# Task description
Please extract every one of the lines below and reproduce each word for word, keeping their order.

━━━━━━━━━━━━━━━━━━━━

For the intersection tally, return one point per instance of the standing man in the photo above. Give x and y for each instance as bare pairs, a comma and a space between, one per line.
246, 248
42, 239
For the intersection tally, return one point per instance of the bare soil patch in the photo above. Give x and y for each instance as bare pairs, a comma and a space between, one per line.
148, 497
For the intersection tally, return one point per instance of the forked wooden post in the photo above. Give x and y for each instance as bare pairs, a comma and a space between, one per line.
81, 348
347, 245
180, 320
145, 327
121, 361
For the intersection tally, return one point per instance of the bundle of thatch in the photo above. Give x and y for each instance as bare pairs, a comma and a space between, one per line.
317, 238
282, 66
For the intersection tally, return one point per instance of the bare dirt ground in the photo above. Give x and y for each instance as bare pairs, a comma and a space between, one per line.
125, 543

━━━━━━━━━━━━━━━━━━━━

# Result of the exercise
For the intersection tally, return one point per instance of the standing man in the photo above. Give x and y for each instance as bare pairs, a comma and a space between, one per line.
246, 248
42, 239
For the intersection tally, return one point per instance of the bare soil patch in the photo above. Give x and y for each instance as bare pairs, a comma and a space between, one per line.
148, 497
For the intersection tally, return one point per instance of the forked wooden post in the photo above. Give x and y for each instance as bare pairs, a comma and a space between, one per line.
81, 348
347, 245
180, 320
145, 327
121, 361
For the intersection tally, return one point per instance of the bundle of thatch in the photo above. Give x and y for each instance as bare pairs, a comma and a space between, one per line.
317, 238
282, 66
For the intersection tally, return one point per instance of the bare dirt ground in the photo above. Give x and y for each instance as bare pairs, a comma and a space between, one per line.
125, 543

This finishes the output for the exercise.